◆ REQUIRED WORK:
From the article below on the Illinois TEAACH Act, extract the passage starting with "The Illinois Senate" and going on through "for his signature.", copying it word for word.

◆ EXCERPT:
Illinois tackles anti-Asian hate with the TEAACH Act

Chicago: Illinois is poised to become the first state to require that public schools teach their students the history of Asian Americans, who have endured an increase in anti-Asian hate crimes amid the Covid-19 pandemic.

The Illinois Senate passed the Teaching Equitable Asian American Community History Act, known as the TEAACH Act, by a unanimous vote of 57-0 on Tuesday. The legislation, introduced in January by Illinois State Rep. Jennifer Gong-Gershowitz, D-Glenview, passed the state House in April. The House has to approve a Senate amendment before it will head to Gov. J.B. Pritzker’s desk for his signature.

The bill would require every elementary and high school in the state to devote a unit of curriculum to the history of Asian Americans in the United States, including in Illinois and the Midwest. School districts would have until the start of the 2022-2023 school year to comply.The TEAACH Act requires schools to include in U.S. history courses the role that Asian Americans have played in advancing civil rights and highlight their contributions to the country’s development.

State Sen. Ram Villivalam, D-Chicago, who sponsored the bill in the Senate, said education is one part of a “multipronged” strategy to tackle the rise in discrimination against Asian Americans and Pacific Islanders. Addressing the issue will also require better hate crime reporting, more representation in government, and training people to be better bystanders who intervene when they witness anti-Asian harassment, he said.

Dataset excerpts:

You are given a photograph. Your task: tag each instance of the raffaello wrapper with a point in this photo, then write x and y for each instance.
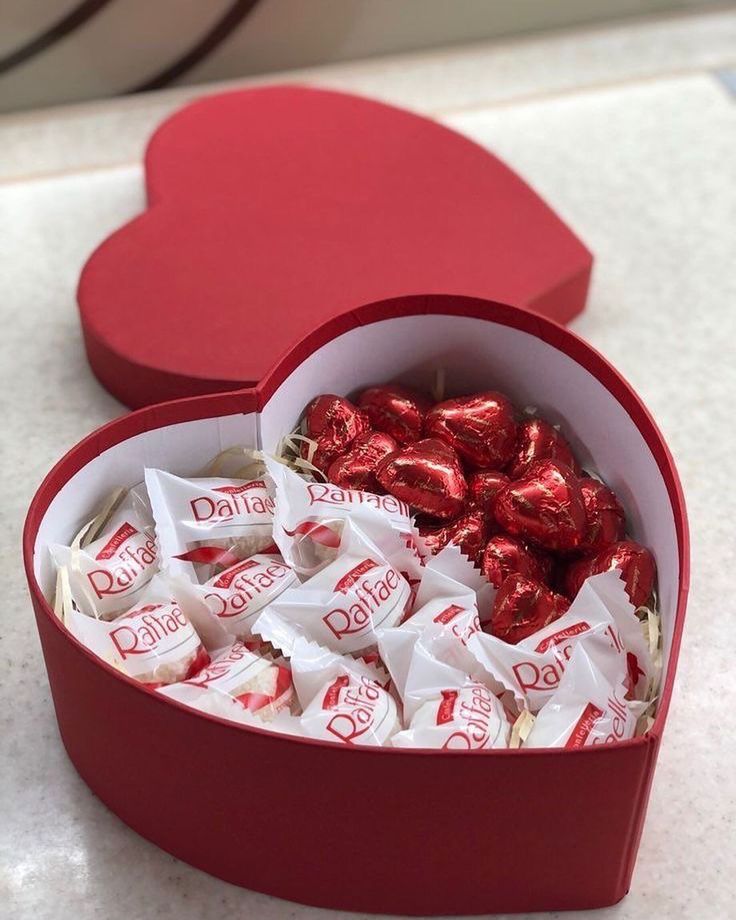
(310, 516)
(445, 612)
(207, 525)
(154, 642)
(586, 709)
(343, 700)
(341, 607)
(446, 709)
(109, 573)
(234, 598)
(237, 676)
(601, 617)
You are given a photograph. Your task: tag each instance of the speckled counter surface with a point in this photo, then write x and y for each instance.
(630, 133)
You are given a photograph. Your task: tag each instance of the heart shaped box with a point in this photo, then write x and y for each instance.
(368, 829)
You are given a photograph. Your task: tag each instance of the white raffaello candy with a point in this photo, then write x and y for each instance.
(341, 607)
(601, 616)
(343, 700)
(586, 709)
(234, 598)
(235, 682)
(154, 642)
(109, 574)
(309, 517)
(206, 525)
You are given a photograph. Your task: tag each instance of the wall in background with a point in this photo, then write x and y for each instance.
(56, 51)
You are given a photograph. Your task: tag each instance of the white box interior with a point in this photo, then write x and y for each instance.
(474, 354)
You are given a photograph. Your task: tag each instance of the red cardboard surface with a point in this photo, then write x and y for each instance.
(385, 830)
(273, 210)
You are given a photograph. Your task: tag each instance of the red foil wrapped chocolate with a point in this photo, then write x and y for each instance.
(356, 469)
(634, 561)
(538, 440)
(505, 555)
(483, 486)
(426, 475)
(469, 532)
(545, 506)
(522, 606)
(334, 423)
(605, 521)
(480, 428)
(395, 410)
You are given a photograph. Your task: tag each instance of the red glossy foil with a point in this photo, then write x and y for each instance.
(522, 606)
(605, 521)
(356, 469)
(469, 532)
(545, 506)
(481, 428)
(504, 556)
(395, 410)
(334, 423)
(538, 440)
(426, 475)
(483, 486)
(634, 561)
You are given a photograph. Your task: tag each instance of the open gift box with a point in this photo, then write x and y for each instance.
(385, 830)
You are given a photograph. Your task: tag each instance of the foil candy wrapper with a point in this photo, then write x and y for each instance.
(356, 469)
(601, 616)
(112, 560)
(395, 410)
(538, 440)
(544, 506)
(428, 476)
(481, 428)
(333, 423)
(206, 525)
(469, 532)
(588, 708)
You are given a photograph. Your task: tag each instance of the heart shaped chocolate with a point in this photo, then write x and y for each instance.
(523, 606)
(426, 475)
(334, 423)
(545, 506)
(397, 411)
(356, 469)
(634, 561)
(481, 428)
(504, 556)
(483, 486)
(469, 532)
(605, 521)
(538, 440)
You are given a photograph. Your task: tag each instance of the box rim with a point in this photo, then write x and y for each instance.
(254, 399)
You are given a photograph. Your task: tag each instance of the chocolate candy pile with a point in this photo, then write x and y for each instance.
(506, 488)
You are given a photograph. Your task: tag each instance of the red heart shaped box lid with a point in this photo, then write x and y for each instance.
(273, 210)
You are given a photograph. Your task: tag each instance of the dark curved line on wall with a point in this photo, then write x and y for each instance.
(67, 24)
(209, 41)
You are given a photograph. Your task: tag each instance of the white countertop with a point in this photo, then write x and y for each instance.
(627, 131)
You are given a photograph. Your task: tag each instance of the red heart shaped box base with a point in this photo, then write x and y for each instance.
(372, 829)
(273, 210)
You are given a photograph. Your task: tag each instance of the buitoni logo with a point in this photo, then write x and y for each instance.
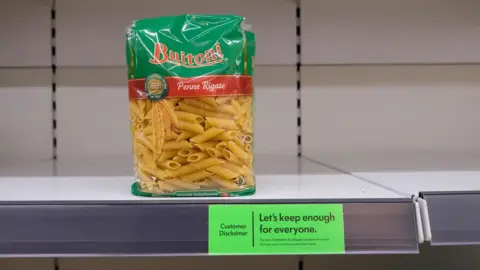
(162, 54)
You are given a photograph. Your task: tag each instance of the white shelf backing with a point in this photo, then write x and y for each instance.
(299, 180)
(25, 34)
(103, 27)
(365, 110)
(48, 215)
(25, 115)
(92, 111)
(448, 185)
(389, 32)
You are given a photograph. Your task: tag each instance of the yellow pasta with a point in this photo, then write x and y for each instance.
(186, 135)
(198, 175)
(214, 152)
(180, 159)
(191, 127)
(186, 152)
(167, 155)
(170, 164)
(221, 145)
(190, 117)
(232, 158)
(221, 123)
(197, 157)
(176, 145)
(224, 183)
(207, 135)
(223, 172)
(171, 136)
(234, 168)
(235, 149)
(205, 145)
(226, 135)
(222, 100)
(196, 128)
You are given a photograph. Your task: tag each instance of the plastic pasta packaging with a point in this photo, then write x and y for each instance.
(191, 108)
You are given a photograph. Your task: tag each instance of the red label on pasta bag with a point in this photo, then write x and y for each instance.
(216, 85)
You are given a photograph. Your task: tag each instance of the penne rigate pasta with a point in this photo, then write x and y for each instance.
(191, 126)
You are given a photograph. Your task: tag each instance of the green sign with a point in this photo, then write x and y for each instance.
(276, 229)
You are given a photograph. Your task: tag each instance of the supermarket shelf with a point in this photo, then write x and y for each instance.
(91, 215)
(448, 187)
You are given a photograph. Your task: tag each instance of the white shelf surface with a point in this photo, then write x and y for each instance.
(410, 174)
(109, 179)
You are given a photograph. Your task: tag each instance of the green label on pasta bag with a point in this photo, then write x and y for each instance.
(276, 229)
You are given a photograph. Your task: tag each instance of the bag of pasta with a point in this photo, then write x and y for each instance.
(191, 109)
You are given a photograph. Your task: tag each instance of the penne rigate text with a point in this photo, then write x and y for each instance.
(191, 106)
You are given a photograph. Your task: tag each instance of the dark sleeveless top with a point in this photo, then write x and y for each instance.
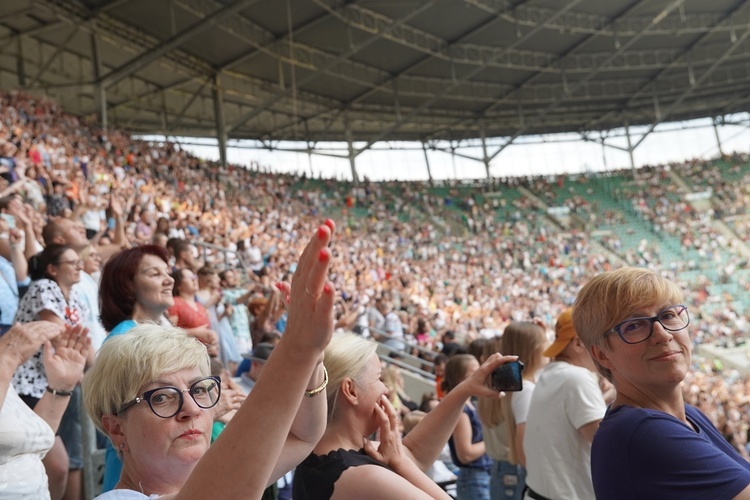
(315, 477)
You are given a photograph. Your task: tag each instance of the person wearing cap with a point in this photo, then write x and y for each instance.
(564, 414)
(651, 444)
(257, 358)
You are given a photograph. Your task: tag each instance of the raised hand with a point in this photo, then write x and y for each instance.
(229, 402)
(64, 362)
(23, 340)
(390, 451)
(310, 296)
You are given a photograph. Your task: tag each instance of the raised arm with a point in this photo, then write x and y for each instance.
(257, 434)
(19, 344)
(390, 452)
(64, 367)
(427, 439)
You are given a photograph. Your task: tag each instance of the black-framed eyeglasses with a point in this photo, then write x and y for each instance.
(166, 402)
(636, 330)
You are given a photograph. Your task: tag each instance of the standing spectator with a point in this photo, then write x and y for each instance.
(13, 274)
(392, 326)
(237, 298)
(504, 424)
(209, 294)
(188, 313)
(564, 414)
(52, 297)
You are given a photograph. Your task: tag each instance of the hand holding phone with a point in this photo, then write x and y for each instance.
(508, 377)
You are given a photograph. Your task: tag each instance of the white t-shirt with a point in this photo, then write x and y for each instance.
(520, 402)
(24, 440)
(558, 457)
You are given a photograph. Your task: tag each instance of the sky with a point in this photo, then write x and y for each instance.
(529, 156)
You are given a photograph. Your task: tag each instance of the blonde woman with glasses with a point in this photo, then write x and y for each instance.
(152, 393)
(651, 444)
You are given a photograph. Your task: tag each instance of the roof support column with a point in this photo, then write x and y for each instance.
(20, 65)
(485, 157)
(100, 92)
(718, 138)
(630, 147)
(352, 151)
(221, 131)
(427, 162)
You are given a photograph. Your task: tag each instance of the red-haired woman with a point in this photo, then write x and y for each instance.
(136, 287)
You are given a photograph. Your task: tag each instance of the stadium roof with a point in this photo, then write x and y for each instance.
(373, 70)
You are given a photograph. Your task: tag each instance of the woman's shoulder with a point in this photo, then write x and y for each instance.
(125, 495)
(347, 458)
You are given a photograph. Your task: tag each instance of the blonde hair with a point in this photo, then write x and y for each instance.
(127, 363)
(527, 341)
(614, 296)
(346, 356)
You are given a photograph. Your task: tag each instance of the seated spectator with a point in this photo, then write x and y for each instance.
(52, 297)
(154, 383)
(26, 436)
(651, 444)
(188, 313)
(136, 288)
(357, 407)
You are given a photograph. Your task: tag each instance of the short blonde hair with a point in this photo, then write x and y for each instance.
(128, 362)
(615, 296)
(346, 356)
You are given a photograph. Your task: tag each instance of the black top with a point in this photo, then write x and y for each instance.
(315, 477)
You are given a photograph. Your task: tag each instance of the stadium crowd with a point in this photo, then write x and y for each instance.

◆ RESPONSE TO THE TASK:
The Illinois Senate passed the Teaching Equitable Asian American Community History Act, known as the TEAACH Act, by a unanimous vote of 57-0 on Tuesday. The legislation, introduced in January by Illinois State Rep. Jennifer Gong-Gershowitz, D-Glenview, passed the state House in April. The House has to approve a Senate amendment before it will head to Gov. J.B. Pritzker’s desk for his signature.